# [WHAT TO DO]
Rewrite the material below as a numbered list with no blank lines, and leave the pictures out of your answer.

--- Start DATA ENTRIES ---

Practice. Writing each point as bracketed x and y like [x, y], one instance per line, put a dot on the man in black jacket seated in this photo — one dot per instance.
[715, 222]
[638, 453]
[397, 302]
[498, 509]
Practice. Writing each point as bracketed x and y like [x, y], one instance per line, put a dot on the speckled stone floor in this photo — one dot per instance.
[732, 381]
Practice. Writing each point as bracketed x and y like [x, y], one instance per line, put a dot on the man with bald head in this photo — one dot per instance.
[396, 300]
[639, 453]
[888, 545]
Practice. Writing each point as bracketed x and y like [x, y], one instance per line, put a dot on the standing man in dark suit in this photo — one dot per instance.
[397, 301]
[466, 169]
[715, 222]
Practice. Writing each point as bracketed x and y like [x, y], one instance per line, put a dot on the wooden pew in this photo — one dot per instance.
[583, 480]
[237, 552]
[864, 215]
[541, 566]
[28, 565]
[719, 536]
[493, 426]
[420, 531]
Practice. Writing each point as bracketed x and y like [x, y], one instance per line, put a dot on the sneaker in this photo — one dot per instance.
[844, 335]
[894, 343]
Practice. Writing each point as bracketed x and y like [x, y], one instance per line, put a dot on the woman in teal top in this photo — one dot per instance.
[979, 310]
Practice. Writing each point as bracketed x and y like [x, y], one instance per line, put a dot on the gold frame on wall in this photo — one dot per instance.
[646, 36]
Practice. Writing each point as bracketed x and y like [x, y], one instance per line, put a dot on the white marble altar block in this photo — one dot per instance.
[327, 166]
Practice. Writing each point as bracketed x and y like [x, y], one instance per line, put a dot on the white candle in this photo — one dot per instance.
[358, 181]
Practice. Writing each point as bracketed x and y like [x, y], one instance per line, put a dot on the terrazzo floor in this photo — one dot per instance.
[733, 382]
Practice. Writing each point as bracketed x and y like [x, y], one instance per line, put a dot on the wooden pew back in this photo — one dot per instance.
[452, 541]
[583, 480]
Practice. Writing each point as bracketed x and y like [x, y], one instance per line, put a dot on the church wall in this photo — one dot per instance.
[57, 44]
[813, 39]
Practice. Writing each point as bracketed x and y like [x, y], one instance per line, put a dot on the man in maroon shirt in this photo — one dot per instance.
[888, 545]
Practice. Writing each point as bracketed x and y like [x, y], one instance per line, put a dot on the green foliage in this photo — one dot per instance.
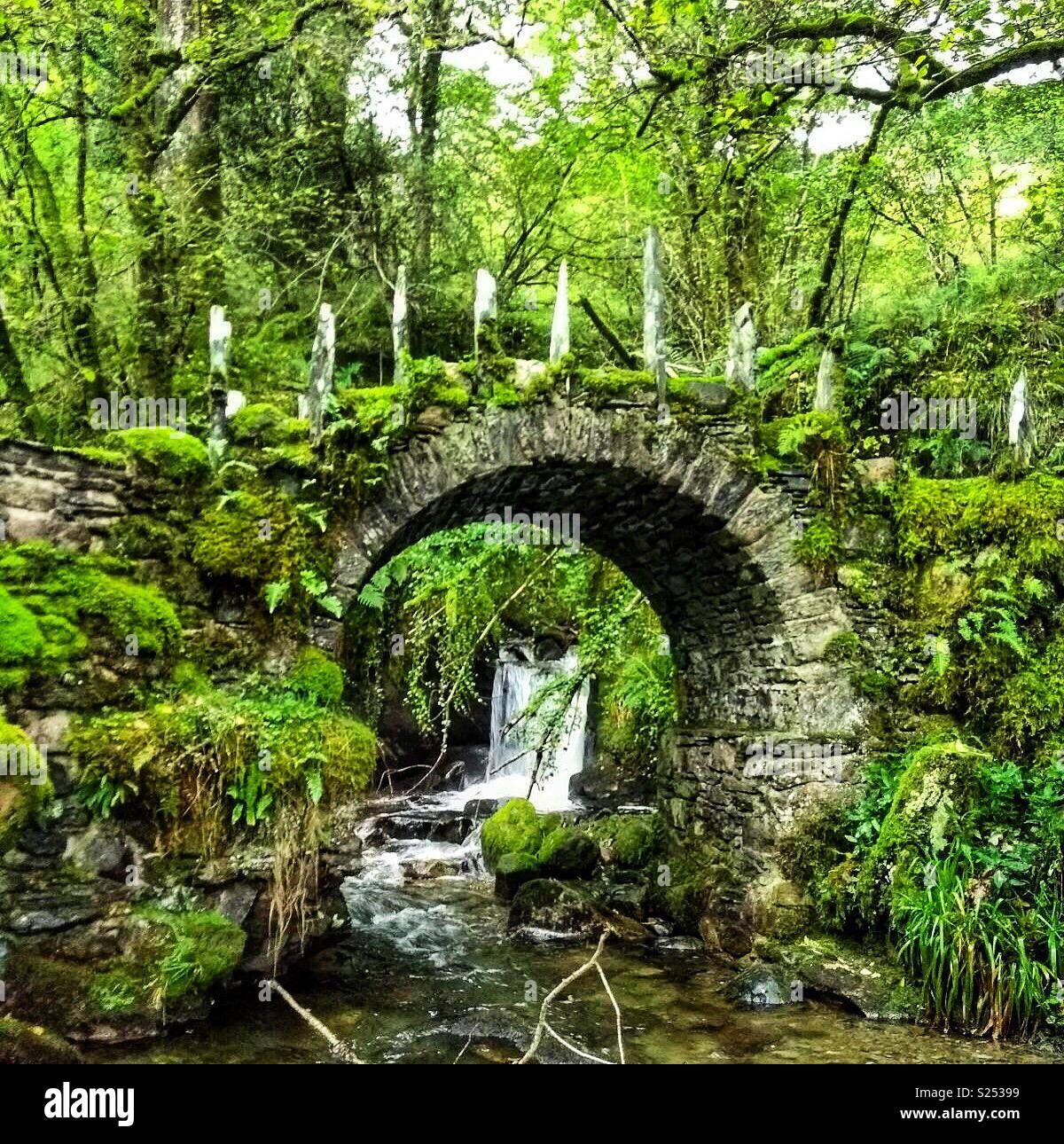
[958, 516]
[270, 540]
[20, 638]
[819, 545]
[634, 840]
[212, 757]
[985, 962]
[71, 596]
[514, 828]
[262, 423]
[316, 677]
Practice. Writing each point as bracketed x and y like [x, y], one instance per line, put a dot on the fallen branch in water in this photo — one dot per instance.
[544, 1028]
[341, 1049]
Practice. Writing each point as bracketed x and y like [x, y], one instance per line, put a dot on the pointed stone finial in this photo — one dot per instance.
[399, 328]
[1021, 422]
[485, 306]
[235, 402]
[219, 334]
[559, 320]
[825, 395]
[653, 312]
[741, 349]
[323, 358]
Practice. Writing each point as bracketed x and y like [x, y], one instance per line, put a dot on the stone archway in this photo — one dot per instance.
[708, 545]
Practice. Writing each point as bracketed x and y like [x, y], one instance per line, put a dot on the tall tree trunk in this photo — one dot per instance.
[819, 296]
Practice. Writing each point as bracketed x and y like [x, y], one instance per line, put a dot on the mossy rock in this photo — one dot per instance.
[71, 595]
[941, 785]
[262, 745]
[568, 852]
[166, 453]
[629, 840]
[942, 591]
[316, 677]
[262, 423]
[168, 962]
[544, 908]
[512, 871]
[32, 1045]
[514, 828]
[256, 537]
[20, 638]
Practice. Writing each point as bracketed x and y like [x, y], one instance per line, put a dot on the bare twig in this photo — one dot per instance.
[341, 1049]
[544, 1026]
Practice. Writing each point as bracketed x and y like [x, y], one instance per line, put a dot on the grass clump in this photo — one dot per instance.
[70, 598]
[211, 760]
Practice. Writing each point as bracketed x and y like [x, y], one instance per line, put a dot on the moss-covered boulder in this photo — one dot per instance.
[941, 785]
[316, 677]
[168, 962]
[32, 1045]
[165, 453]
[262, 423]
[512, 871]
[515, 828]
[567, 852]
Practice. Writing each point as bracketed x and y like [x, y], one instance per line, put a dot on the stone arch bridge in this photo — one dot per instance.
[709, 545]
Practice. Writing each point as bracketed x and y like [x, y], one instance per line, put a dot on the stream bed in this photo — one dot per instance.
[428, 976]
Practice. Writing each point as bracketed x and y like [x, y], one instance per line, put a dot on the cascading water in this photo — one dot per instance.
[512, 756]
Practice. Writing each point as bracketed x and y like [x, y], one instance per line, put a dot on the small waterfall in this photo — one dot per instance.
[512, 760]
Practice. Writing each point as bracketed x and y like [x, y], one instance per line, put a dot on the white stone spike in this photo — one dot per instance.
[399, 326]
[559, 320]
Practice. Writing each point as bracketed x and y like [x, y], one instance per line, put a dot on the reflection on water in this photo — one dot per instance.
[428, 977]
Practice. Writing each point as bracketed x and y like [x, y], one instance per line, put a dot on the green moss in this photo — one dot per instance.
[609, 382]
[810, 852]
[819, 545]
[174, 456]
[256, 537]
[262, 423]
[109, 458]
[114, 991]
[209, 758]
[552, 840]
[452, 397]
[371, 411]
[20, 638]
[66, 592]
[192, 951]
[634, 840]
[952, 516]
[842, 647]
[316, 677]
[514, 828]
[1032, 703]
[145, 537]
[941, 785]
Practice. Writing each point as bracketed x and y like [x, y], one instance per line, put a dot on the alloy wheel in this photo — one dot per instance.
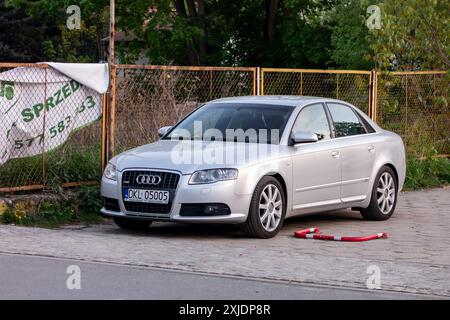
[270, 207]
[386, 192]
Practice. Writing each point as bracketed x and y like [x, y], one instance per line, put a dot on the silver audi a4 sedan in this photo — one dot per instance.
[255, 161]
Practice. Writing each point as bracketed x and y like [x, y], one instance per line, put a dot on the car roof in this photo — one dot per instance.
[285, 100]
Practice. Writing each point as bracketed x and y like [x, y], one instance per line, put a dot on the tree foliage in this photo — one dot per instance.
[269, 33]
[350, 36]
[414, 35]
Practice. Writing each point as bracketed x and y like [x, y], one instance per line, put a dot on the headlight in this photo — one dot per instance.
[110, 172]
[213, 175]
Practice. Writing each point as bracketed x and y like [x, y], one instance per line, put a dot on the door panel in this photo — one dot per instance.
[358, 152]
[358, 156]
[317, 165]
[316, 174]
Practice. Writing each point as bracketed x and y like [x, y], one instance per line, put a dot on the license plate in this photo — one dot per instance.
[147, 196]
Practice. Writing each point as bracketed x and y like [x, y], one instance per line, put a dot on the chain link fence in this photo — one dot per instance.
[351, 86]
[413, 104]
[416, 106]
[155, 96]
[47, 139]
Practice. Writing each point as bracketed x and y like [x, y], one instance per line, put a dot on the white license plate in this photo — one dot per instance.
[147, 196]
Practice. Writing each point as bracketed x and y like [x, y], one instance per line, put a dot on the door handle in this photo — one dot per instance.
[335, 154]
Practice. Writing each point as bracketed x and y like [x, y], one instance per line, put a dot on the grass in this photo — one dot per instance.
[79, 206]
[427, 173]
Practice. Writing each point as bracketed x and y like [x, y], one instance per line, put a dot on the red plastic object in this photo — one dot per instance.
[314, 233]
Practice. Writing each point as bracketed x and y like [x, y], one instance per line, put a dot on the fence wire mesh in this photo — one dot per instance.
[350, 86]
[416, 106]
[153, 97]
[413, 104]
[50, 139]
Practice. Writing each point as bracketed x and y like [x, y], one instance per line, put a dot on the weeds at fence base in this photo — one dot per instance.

--- End DATA ENTRIES ---

# [EXERCISE RESPONSE]
1. Practice. Writing each point as bracketed x and y like [x, y], one instance per line, put a dot on the man in black jacket seated in this photo — one dot per instance.
2. [715, 222]
3. [638, 453]
4. [397, 302]
5. [498, 509]
6. Practice. Writing each point as bracketed x and y like [x, y], one instance per line, put a dot on the speckled stone floor in this photo — one dot per instance.
7. [732, 381]
8. Practice. Writing each point as bracketed x and y like [x, y], one instance per line, put a dot on the man with bald head in this photo — one dot per instance.
9. [396, 300]
10. [639, 453]
11. [888, 545]
12. Practice. Writing each point as bracketed x and y like [x, y], one instance per line, put a dot on the standing man in dark suit in this photo — one dot per instance.
13. [397, 301]
14. [466, 169]
15. [715, 222]
16. Practice. Writing each point as bracketed x and y like [x, y], one instance per line, put a dot on the wooden pew in this photo — one dot per instance.
17. [583, 480]
18. [237, 552]
19. [864, 215]
20. [541, 566]
21. [28, 565]
22. [719, 536]
23. [493, 426]
24. [420, 531]
25. Practice. Writing each point as bracketed x and y like [x, y], one instance per line, put a dot on the sneaker in this photo — one dot per instance.
26. [844, 335]
27. [894, 343]
28. Practice. Writing each point as bracketed x and y like [x, y], one instance per line, put a dot on the woman in teal top in this photo — one dot per instance.
29. [979, 310]
30. Practice. Writing each point as bracketed x and y like [x, y], one instance per line, put a dot on the gold frame on wall in this photo — one dot per instance.
31. [646, 36]
32. Practice. Writing each point as bracketed x and y like [x, y], one instance per line, put a dot on the white marble altar block in this photo — one dot per instance.
33. [327, 166]
34. Practice. Writing each point as bracketed x and y like [x, y], one instance per line, put a dot on the white candle in this photo — one dot per instance.
35. [358, 181]
36. Practice. Writing each point as bracketed x and y like [x, y], one instance per line, put a dot on the terrazzo floor in this photo — one dot per instance.
37. [733, 382]
38. Practice. Writing each point as bracketed x and y like [x, y], one instance per line, put a dot on the wooden pew back in this photo — one dot per instance.
39. [452, 541]
40. [583, 480]
41. Practice. Writing each point as bracketed x and y like [x, y], one instance per line, put a dot on the church wall in this photo — one dot per instance.
42. [57, 44]
43. [813, 39]
44. Practice. Writing each point as bracketed x and y like [x, y], one instance per line, put a dot on the man in maroon shirt in this photo — one dot per instance.
45. [888, 545]
46. Practice. Writing each point as bracketed x and y like [x, y], one instance per line, put a dot on the green foliage in this photo — one dot per instance.
47. [958, 516]
48. [270, 540]
49. [20, 638]
50. [819, 545]
51. [634, 840]
52. [212, 757]
53. [985, 962]
54. [71, 596]
55. [514, 828]
56. [262, 423]
57. [316, 677]
58. Practice. Writing each point as bracketed x and y like [x, y], one instance per line, put a dot on the fallen branch in water in this photo — one dot per instance.
59. [544, 1028]
60. [341, 1049]
61. Practice. Writing each point as bracketed x and y like [x, y], one instance per line, put a dot on the pointed stone finial in this photo — one dot per instance.
62. [399, 328]
63. [1021, 422]
64. [485, 306]
65. [235, 402]
66. [219, 334]
67. [559, 320]
68. [825, 395]
69. [653, 312]
70. [741, 349]
71. [323, 358]
72. Practice. Writing each point as bracketed x and y like [x, y], one instance per line, put a dot on the stone archway in this photo — one dot per instance.
73. [708, 545]
74. Practice. Writing each point as bracketed x and y like [x, y], one instance per line, put a dot on the tall tree trunk in this photo — one dot per instance.
75. [819, 296]
76. Practice. Writing each point as bracketed x and y like [x, y], one instance per line, put a dot on the mossy rock in this photo — one dot per instance.
77. [71, 595]
78. [941, 785]
79. [262, 745]
80. [568, 852]
81. [166, 453]
82. [629, 840]
83. [942, 591]
84. [316, 677]
85. [262, 423]
86. [168, 962]
87. [544, 908]
88. [512, 871]
89. [32, 1045]
90. [514, 828]
91. [256, 537]
92. [20, 638]
93. Practice. Writing each point as bracketed x and y like [x, y], one instance per line, put a dot on the bare twig in this photo — one dot per instance.
94. [341, 1049]
95. [544, 1026]
96. Practice. Writing each point as bracketed x and y like [x, y], one instance per line, put a dot on the grass clump in this photo — one dot per instance.
97. [70, 598]
98. [211, 760]
99. Practice. Writing each point as bracketed x and y like [x, y], one instance per line, put a dot on the moss-covered boulder in this photo — one dot per instance.
100. [941, 785]
101. [316, 677]
102. [168, 962]
103. [32, 1045]
104. [165, 453]
105. [262, 423]
106. [512, 871]
107. [515, 828]
108. [567, 852]
109. Practice. Writing each point as bracketed x and y like [x, y], one instance per line, put a dot on the stone arch bridge in this photo — one dot per instance.
110. [709, 545]
111. Practice. Writing each point as bracketed x and y like [x, y], one instance per line, put a dot on the stream bed in this photo — one dot per instance.
112. [428, 976]
113. Practice. Writing each point as bracketed x and y like [x, y], one instance per line, put a dot on the cascading water in this photo — one dot per instance.
114. [512, 756]
115. Practice. Writing each point as bracketed x and y like [x, y], one instance per line, put a dot on the small waterfall in this photo — one dot per instance.
116. [512, 760]
117. Practice. Writing each point as bracketed x and y like [x, y], one instance per line, put a dot on the white stone spike in this photo — one dot per instance.
118. [399, 326]
119. [559, 320]
120. Practice. Writing each point as bracketed x and y like [x, y], one instance per line, put a dot on the reflection on water in this photo — one dot per instance.
121. [428, 977]
122. Practice. Writing each point as bracketed x and y like [x, y], one instance per line, put a dot on the green moss in this photo — one dot per instance.
123. [609, 382]
124. [810, 852]
125. [819, 545]
126. [174, 456]
127. [256, 537]
128. [262, 423]
129. [109, 458]
130. [114, 991]
131. [209, 758]
132. [552, 840]
133. [452, 397]
134. [371, 411]
135. [20, 638]
136. [66, 592]
137. [192, 951]
138. [634, 840]
139. [952, 516]
140. [842, 647]
141. [316, 677]
142. [514, 828]
143. [1032, 703]
144. [145, 537]
145. [941, 785]
146. Practice. Writing each point as bracketed x and y like [x, y], one instance per line, put a dot on the alloy wheel in this photo — one dot per instance.
147. [270, 207]
148. [386, 192]
149. Practice. Writing each point as bracketed x and y like [x, y], one instance per line, put a dot on the silver audi a4 sedan in this photo — one dot per instance.
150. [255, 161]
151. Practice. Writing each point as bracketed x and y like [x, y], one instance per line, put a dot on the car roof in this photo — one dot per instance.
152. [285, 100]
153. Practice. Writing each point as bracketed x and y like [x, y], one instance per line, put a dot on the tree foliage in this photo — one dot per instance.
154. [269, 33]
155. [350, 36]
156. [414, 35]
157. Practice. Writing each point as bracketed x and y like [x, y], one instance per line, put a dot on the headlight in this photo — one dot per instance.
158. [110, 172]
159. [213, 175]
160. Practice. Writing each point as bracketed x and y like [x, y], one instance per line, put a dot on the door panel in this photo — one dot per instance.
161. [358, 152]
162. [358, 156]
163. [317, 165]
164. [316, 174]
165. Practice. Writing each point as bracketed x and y like [x, y], one instance per line, put a dot on the license plate in this photo — one dot per instance.
166. [147, 196]
167. Practice. Writing each point as bracketed x and y like [x, y], one instance per line, put a dot on the chain link fence in this photo — one dot per instance.
168. [351, 86]
169. [413, 104]
170. [416, 106]
171. [155, 96]
172. [47, 139]
173. Practice. Writing each point as bracketed x and y like [x, y], one instance per line, put a dot on the white license plate in this photo — one dot per instance.
174. [147, 196]
175. Practice. Writing each point as bracketed x and y like [x, y], one instance per line, put a dot on the door handle in this photo — one dot per instance.
176. [335, 154]
177. Practice. Writing each point as bracketed x and y like [x, y], one instance per line, put a dot on the grass in this photo — one dot per instance.
178. [79, 206]
179. [427, 173]
180. Practice. Writing each point as bracketed x and y like [x, y], one instance per line, put a dot on the red plastic object in this photo — one dot per instance.
181. [314, 233]
182. Practice. Writing each point as bracketed x and y like [x, y], one instance per line, put a dot on the fence wire mesh in this photo — one dot per instance.
183. [350, 86]
184. [416, 106]
185. [153, 97]
186. [413, 104]
187. [50, 139]
188. Practice. Writing each point as bracketed x and y like [x, y], one instance per line, put a dot on the weeds at fence base in this photo — one dot per instance.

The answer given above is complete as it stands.